** Available records **
Start

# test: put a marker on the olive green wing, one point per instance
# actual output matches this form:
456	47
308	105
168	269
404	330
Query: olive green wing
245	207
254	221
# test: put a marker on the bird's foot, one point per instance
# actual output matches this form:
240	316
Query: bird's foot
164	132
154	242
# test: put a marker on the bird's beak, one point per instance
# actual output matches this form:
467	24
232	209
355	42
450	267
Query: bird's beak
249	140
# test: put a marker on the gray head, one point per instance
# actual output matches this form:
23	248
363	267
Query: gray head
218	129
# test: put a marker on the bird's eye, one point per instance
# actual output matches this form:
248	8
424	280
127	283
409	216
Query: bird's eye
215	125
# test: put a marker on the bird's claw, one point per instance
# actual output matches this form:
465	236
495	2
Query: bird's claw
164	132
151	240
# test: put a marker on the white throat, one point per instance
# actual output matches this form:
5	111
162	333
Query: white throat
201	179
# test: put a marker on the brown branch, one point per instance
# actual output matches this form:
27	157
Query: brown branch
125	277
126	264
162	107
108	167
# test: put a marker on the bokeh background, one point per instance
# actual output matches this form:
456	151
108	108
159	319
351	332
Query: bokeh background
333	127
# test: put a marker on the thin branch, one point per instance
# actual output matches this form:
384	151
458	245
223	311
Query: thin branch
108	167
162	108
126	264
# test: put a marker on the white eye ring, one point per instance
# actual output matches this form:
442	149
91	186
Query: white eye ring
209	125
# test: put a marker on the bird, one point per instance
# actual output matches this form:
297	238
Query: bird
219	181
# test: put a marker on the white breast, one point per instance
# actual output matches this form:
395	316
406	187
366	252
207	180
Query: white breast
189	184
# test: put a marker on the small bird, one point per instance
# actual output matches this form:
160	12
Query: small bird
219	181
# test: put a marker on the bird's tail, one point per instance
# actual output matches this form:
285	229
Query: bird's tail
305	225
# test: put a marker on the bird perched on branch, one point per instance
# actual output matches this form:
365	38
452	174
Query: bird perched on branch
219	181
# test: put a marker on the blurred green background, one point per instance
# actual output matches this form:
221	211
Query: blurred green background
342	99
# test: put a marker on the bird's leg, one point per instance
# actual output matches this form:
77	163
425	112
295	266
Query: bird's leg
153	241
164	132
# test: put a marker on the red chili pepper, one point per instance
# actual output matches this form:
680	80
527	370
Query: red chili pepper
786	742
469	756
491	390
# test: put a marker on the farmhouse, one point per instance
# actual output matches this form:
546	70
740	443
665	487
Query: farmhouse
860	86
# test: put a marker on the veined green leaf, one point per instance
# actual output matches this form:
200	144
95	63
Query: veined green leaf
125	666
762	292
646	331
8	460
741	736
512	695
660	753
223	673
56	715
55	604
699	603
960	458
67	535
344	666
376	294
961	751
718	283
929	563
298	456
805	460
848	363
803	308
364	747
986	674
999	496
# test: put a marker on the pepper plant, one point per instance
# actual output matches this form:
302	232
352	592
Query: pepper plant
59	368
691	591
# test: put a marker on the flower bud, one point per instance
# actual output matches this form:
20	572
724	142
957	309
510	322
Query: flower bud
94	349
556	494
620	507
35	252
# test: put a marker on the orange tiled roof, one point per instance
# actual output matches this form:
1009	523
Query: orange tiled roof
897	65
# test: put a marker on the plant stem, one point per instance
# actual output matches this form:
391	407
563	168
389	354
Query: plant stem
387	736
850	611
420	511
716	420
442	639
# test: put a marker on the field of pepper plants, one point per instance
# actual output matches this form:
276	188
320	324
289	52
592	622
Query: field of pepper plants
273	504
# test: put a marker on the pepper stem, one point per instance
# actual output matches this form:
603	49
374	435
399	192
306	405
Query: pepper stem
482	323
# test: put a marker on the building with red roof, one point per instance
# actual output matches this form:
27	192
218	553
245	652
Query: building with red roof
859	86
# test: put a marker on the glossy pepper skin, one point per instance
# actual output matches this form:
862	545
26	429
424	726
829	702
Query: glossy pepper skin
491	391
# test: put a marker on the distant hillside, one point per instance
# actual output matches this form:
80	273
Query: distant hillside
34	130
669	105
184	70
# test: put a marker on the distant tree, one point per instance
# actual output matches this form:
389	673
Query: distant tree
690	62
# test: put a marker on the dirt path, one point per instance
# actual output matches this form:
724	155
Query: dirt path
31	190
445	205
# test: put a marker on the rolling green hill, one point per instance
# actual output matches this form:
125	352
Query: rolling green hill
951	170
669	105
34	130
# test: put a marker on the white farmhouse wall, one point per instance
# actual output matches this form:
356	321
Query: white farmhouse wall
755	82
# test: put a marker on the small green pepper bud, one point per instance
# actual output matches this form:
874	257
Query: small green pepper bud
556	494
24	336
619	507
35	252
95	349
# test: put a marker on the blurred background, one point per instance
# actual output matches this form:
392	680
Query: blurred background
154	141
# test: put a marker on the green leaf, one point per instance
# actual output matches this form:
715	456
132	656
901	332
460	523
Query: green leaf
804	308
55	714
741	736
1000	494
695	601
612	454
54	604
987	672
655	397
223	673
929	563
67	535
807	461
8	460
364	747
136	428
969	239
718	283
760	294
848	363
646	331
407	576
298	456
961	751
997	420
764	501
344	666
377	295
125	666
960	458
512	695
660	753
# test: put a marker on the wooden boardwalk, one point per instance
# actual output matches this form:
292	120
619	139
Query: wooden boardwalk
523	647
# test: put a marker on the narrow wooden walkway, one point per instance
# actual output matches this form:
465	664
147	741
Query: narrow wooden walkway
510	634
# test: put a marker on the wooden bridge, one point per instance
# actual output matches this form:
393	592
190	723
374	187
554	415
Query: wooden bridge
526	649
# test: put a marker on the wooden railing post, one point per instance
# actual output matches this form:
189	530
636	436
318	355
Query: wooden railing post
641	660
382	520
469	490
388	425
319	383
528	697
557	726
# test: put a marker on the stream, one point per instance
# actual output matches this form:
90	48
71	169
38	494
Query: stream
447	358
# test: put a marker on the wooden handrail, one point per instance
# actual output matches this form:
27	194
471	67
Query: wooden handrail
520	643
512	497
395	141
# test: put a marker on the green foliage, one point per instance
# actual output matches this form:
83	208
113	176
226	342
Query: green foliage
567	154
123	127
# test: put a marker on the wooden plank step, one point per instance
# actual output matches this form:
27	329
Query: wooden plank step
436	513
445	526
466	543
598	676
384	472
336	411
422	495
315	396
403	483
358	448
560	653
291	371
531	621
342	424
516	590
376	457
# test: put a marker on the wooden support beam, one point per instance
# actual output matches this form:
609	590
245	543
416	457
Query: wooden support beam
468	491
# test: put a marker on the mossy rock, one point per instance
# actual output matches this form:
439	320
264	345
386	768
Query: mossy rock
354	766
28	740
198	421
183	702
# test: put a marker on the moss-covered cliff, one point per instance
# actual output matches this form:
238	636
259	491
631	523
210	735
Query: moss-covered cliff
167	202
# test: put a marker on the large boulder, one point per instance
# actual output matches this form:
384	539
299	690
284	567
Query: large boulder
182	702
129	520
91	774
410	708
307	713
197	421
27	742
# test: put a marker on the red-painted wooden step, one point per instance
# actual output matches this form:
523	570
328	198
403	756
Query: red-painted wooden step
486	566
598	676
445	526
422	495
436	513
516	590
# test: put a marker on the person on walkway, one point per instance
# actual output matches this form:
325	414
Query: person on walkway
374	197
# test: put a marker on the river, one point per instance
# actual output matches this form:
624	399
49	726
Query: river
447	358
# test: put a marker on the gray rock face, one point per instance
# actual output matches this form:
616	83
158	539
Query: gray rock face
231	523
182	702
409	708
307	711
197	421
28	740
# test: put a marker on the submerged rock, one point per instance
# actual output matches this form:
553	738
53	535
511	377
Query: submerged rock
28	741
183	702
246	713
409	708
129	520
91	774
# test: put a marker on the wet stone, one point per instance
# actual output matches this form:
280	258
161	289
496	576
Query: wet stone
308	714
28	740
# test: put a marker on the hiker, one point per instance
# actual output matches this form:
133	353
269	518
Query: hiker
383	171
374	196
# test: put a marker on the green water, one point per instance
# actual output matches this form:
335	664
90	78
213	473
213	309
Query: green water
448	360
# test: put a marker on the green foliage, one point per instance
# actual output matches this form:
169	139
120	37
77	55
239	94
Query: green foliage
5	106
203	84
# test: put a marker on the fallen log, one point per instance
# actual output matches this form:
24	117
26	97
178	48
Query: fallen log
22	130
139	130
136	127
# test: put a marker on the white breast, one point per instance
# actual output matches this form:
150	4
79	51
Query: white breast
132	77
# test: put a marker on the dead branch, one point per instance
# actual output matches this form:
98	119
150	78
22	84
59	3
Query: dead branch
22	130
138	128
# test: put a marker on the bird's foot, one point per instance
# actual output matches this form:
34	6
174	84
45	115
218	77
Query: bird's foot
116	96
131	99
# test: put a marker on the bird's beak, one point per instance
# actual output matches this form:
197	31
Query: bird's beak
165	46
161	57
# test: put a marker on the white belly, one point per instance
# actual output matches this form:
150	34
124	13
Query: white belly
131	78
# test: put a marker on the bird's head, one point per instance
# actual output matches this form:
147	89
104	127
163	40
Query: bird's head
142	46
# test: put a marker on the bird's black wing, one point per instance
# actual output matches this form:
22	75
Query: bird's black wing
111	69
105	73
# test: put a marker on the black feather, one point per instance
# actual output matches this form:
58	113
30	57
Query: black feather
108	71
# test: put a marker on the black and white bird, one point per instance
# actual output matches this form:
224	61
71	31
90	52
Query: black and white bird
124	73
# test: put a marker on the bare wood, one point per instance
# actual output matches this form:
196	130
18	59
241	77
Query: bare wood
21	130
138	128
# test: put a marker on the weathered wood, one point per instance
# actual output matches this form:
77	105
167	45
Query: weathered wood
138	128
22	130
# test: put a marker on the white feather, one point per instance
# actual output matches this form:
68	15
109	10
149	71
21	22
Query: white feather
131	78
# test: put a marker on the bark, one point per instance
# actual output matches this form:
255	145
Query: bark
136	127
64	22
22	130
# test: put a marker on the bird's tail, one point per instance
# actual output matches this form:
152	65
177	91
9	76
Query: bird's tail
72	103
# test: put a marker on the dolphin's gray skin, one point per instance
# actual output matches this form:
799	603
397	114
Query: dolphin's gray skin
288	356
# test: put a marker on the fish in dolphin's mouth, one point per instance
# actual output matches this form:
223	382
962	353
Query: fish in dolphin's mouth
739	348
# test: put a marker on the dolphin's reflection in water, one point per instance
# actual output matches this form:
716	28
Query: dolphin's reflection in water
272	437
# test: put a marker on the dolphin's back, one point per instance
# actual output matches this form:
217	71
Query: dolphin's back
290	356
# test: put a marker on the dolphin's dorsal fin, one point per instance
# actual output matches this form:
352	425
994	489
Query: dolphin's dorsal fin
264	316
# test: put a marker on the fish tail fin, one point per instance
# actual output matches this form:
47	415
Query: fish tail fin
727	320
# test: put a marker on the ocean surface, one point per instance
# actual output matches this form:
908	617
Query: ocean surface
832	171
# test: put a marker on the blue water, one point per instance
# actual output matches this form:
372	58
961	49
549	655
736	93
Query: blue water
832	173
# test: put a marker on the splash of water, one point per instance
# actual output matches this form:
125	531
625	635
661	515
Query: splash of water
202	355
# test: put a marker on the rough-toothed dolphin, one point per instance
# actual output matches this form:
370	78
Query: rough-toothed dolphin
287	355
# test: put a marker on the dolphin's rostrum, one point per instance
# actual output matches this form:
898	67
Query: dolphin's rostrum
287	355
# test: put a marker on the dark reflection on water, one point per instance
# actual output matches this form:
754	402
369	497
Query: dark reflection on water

End

** Short exercise **
Restate word for word the lines from the one holding "# test: put a marker on the splash" to the end of the listing, both ends included, and nothing more.

** Final result **
# test: put a marker on the splash of water, one point per instance
# actual output matches this form:
125	531
625	635
661	515
Query: splash of water
202	355
# test: put a marker on the rough-toothed dolphin, one point per instance
# actual output matches this form:
370	78
Query: rough-toothed dolphin
287	355
# test: put a marker on the dolphin's rostrum, one point per instance
# actual output matches this form:
898	67
Query: dolphin's rostrum
287	355
# test: put a marker on the dark reflection on water, one point per instance
# actual output matches this form:
754	402
369	497
Query: dark reflection on water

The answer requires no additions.